[[ Exercise data open ]]
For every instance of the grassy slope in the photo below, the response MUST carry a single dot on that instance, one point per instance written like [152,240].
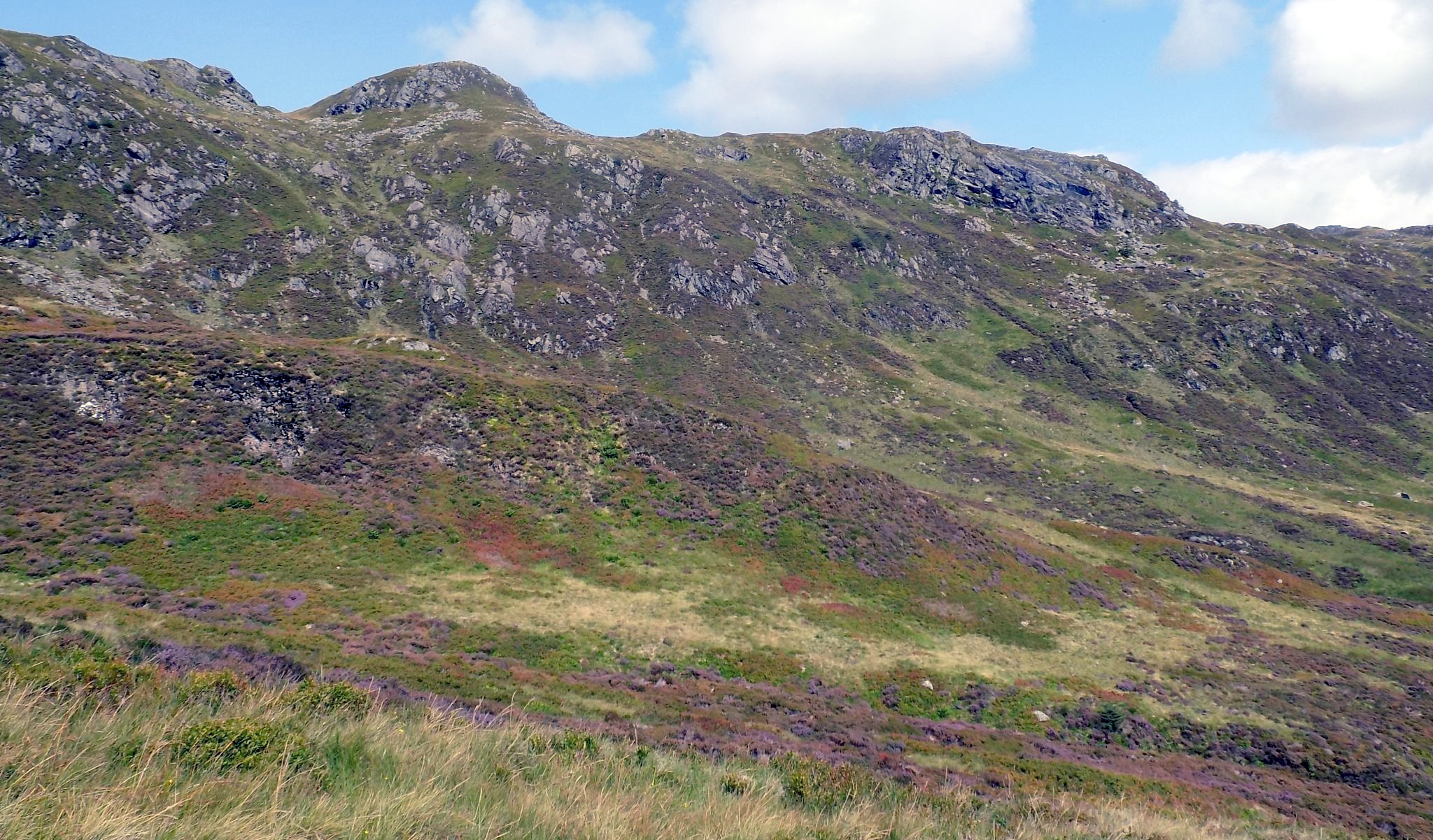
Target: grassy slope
[94,747]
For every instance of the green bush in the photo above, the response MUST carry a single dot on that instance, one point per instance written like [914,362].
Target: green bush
[737,785]
[333,699]
[819,785]
[240,744]
[213,687]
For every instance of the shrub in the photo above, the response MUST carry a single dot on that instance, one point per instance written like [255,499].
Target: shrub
[240,744]
[333,699]
[737,785]
[819,785]
[213,687]
[565,741]
[105,676]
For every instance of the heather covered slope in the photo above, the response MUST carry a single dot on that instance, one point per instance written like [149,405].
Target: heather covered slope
[982,469]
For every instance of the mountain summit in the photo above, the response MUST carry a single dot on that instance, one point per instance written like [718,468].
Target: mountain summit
[899,472]
[423,85]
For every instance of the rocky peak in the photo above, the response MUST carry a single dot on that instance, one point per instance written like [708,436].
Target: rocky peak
[422,85]
[210,83]
[1082,194]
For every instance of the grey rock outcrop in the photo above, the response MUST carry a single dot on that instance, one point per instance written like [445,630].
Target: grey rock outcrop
[1081,194]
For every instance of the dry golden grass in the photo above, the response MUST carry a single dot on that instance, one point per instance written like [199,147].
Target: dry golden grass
[85,770]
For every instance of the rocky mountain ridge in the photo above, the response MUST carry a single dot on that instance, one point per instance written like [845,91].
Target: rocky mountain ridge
[972,467]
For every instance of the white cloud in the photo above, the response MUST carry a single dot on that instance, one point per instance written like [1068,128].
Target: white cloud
[1206,35]
[1386,187]
[1355,69]
[803,65]
[579,43]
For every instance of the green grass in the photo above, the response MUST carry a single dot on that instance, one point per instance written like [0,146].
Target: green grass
[139,760]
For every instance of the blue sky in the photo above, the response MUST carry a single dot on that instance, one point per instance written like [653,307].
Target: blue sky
[1240,108]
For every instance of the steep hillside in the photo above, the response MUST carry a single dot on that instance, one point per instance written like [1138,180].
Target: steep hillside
[980,469]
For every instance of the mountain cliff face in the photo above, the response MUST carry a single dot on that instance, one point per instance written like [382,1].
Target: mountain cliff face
[965,432]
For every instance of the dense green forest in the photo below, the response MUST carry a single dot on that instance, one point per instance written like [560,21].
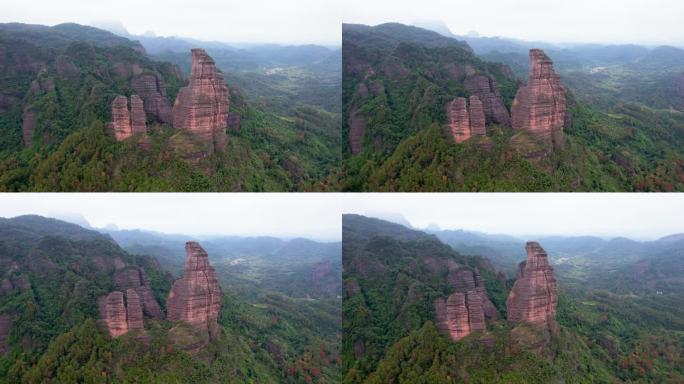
[[ Exercise data closed ]]
→ **Your assignment**
With the pictures left aside, set down each entry above exactly as it stands.

→ **Answer to the problem**
For every instance of the grassy slope in the photo below, the response MUST carry a single dot on that instance, one point per instance written like [152,240].
Target: grassy slope
[94,747]
For every instance of the green bush in the photo above, the response MUST carry a single dot on that instance, one point per instance written like [914,362].
Target: green bush
[737,785]
[333,699]
[819,785]
[240,744]
[213,687]
For every instance of the shrub in the photo above, the response MUST carry a single dot on that instance, one point per instance written like [255,499].
Target: shrub
[240,744]
[333,699]
[737,785]
[819,785]
[213,687]
[565,741]
[105,676]
For every instance of the heather covered slope in the photo above, the response MUST carry a single dot on that instance, one point per instance written like [149,405].
Target: heather covered slope
[982,469]
For every instance of the mountain summit in the photo above, the response MUST carry a single dot on that instance, one point per instance written like [718,468].
Target: mountain summit
[899,472]
[423,85]
For every instance of the rocky peak in the photo above, the response MUST carry a single dot on that instance, one point per instance written like [708,436].
Target: rocky peak
[422,85]
[210,83]
[1082,194]
For every instance of the grey rock outcrop in the photo above, the response MUST carry a single dot on that instance, one point per instance written like [445,630].
Target: grey rock outcrop
[1081,194]
For every instance of the dry golden grass in the photo above, the response MUST carry a single dot on that instance, one point per instance written like [199,147].
Target: dry golden grass
[85,770]
For every instance of the rocky mountain ridge in the photo above, the response MUST carry a single dot on that instance, one point per instance written like [845,91].
Target: rocky mountain ridge
[972,467]
For every instance of the white cloud in the photo above, the response MUST carry a single dot on that instance, one point per instance written like [1068,128].
Target: white cloud
[1206,35]
[1386,187]
[1355,69]
[803,65]
[579,43]
For every instance of the green grass in the photo above, the response MUST carry a single dot on that instance, one point per instance written like [0,146].
Target: green grass
[139,760]
For every instance of the blue sky in the photo above, the response MUST carry a single dot on that instance, one point per instance written like [653,307].
Target: blue sky
[1240,108]
For every instance of the steep hillside in the photo above, the response MUST carry a single dot on that instance, one point per instance written like [1138,180].
Target: steep hillside
[980,469]
For every instance of the mountain cliff face in the photo above, the response MUST carry a single dot on that instance, one point per instance written like [382,1].
Target: mountain cliff face
[965,432]
For every instance of the dense green forest in the photo below, the response MUST carry a single dot on that instance, one point per instance written like [560,21].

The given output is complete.